▶ Source document
⟨
As a result, my preferred policy framework remains three pronged:  First, assign the single instrument of monetary policy to its macroeconomic objective; second, rely on regulation to erect a resilient financial structure; and, third, in the event that market judgments prove to be wrong and financial prices adjust sharply, apply the tool of monetary policy to the macroeconomic task at hand.  That task is not always easily captured by simple statistical regularities.  Relationships between financial markets and economic results are complex and nonlinear, especially when markets are not behaving normally.  When investors are ebullient, their expectations of outsized capital gains can feed on themselves and back on the economy.  On the way down, investors' loss of confidence, a reduction in credit availability, and a tightening of terms and conditions for credit have the potential to have pronounced effects on activity and inflation.  

The world is, no doubt, different than when we gathered here eighteen months ago.  However, it is far too soon to pass judgment on what went wrong in the U.S. housing market and why.  I suspect that, when studies are done with cooler reflection, the causes of the swing in house prices will be seen as less a consequence of monetary policy and more a result of the emotions of excessive optimism followed by fear experienced every so often in the marketplace through the ages.  To some extent, too, the amplitude of the housing cycle was heightened by the newness of the subprime market, the fragmentation of regulatory oversight responsibility for that market, and the complexity and opacity of the newer instruments for transforming and distributing risk.  Low policy interest rates early in this decade helped feed the initial rise in house prices.  However, the worst excesses in the market probably occurred when short-term rates were already well on their way to more normal levels, but longer-term rates were held down by a variety of forces.  And similar, sometimes even sharper, trajectories of house prices have been witnessed in some economies in which the central banks said they were paying more attention to asset prices.
⟩
▶ Given data
⟨
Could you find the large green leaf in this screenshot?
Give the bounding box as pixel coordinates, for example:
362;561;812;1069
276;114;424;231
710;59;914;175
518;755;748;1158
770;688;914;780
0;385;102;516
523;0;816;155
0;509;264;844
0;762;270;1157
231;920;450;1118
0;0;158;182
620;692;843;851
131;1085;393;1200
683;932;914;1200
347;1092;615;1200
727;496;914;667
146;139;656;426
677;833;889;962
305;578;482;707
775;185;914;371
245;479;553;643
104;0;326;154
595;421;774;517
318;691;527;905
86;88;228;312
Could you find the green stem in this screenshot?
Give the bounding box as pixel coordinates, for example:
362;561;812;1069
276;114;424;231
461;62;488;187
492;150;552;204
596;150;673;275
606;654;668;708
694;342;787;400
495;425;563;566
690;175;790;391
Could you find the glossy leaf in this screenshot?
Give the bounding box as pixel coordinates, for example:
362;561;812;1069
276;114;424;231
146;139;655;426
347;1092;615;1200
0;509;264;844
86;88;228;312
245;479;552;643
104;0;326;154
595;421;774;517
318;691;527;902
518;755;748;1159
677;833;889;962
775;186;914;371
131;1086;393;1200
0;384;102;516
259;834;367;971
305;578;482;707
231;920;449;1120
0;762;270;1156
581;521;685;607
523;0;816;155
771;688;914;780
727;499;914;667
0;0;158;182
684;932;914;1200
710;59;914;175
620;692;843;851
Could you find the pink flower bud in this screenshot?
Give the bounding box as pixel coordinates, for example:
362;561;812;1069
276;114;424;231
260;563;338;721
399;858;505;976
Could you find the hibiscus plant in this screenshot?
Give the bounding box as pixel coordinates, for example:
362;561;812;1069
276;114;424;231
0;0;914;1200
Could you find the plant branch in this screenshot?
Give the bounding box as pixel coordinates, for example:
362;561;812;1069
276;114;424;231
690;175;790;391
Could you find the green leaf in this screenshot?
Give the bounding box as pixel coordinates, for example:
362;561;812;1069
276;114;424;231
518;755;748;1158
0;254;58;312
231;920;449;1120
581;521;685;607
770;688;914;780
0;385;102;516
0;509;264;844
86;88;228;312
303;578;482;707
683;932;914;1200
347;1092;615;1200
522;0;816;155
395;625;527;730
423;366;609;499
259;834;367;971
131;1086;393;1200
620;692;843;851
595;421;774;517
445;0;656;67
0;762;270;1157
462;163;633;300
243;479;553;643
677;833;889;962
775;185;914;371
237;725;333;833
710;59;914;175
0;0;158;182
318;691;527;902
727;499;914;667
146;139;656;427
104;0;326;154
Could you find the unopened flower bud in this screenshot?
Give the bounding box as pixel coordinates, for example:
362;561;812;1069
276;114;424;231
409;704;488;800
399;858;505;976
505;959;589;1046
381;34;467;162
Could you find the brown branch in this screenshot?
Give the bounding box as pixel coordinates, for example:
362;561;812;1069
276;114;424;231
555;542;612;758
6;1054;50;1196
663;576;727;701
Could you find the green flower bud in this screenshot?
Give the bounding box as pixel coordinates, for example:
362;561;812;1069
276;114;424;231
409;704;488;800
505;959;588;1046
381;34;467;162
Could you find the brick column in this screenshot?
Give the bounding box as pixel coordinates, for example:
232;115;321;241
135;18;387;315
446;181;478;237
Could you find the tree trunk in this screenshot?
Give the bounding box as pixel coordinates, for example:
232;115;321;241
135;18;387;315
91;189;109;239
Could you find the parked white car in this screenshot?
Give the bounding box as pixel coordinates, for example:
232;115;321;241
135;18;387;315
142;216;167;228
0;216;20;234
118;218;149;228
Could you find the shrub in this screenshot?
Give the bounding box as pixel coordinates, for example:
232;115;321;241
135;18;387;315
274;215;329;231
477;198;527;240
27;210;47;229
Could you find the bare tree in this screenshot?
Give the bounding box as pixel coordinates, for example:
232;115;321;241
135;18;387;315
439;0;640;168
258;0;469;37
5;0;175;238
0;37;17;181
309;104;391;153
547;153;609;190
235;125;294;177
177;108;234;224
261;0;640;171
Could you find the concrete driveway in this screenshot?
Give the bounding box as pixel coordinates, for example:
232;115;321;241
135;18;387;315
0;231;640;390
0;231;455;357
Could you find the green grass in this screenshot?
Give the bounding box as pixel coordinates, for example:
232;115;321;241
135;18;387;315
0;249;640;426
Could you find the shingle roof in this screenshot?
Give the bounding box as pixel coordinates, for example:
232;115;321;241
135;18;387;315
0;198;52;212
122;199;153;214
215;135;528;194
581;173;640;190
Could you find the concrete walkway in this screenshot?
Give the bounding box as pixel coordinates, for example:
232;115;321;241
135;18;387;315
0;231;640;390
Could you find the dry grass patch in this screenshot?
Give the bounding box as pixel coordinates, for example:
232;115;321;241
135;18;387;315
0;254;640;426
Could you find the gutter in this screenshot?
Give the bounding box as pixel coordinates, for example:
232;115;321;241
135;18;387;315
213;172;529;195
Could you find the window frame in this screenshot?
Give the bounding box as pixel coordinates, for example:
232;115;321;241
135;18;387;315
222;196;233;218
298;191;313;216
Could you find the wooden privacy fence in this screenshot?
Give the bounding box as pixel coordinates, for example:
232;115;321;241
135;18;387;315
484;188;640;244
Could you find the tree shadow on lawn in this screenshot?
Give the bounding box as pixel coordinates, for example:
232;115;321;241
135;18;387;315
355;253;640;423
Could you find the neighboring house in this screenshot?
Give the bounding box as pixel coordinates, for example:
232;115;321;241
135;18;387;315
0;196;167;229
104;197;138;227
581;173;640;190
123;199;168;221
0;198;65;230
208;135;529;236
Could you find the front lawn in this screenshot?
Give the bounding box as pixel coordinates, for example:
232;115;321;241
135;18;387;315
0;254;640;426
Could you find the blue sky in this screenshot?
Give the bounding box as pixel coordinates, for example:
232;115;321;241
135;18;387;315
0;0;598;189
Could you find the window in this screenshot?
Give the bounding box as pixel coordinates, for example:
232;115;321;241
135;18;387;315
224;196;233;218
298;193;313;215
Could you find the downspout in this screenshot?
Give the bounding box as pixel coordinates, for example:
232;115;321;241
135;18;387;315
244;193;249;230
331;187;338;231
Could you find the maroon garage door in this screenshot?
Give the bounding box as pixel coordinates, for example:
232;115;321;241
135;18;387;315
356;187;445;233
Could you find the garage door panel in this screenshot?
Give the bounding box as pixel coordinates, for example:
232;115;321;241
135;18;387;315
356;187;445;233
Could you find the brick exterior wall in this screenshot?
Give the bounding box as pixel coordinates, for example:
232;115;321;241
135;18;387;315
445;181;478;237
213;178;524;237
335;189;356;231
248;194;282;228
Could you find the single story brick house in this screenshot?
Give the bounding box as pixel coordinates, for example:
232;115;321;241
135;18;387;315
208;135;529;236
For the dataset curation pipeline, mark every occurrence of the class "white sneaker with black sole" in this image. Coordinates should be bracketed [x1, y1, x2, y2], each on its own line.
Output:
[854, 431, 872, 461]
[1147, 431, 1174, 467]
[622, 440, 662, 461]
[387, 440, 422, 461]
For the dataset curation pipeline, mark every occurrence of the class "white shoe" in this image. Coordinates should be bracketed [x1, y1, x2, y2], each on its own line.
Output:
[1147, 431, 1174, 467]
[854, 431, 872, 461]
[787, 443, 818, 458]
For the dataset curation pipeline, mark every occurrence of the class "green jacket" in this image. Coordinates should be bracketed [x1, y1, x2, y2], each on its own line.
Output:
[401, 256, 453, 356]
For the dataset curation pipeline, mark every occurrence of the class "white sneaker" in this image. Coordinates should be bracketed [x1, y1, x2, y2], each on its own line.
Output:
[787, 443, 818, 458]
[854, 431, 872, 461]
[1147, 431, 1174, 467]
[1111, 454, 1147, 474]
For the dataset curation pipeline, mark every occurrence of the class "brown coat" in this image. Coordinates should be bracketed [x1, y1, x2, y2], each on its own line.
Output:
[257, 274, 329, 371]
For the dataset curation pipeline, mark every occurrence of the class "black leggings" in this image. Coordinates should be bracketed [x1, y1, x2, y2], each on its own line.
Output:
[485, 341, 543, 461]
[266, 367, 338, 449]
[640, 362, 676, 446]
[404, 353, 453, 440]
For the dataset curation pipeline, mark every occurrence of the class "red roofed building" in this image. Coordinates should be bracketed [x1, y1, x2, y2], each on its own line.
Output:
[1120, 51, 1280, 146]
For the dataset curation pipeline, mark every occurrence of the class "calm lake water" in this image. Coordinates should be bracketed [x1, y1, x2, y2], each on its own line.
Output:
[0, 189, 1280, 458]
⟩
Copy out the full passage on monetary policy and the housing market, word for word.

▶ Task response
As a result, my preferred policy framework remains three pronged:  First, assign the single instrument of monetary policy to its macroeconomic objective; second, rely on regulation to erect a resilient financial structure; and, third, in the event that market judgments prove to be wrong and financial prices adjust sharply, apply the tool of monetary policy to the macroeconomic task at hand.  That task is not always easily captured by simple statistical regularities.  Relationships between financial markets and economic results are complex and nonlinear, especially when markets are not behaving normally.  When investors are ebullient, their expectations of outsized capital gains can feed on themselves and back on the economy.  On the way down, investors' loss of confidence, a reduction in credit availability, and a tightening of terms and conditions for credit have the potential to have pronounced effects on activity and inflation.  

The world is, no doubt, different than when we gathered here eighteen months ago.  However, it is far too soon to pass judgment on what went wrong in the U.S. housing market and why.  I suspect that, when studies are done with cooler reflection, the causes of the swing in house prices will be seen as less a consequence of monetary policy and more a result of the emotions of excessive optimism followed by fear experienced every so often in the marketplace through the ages.  To some extent, too, the amplitude of the housing cycle was heightened by the newness of the subprime market, the fragmentation of regulatory oversight responsibility for that market, and the complexity and opacity of the newer instruments for transforming and distributing risk.  Low policy interest rates early in this decade helped feed the initial rise in house prices.  However, the worst excesses in the market probably occurred when short-term rates were already well on their way to more normal levels, but longer-term rates were held down by a variety of forces.  And similar, sometimes even sharper, trajectories of house prices have been witnessed in some economies in which the central banks said they were paying more attention to asset prices.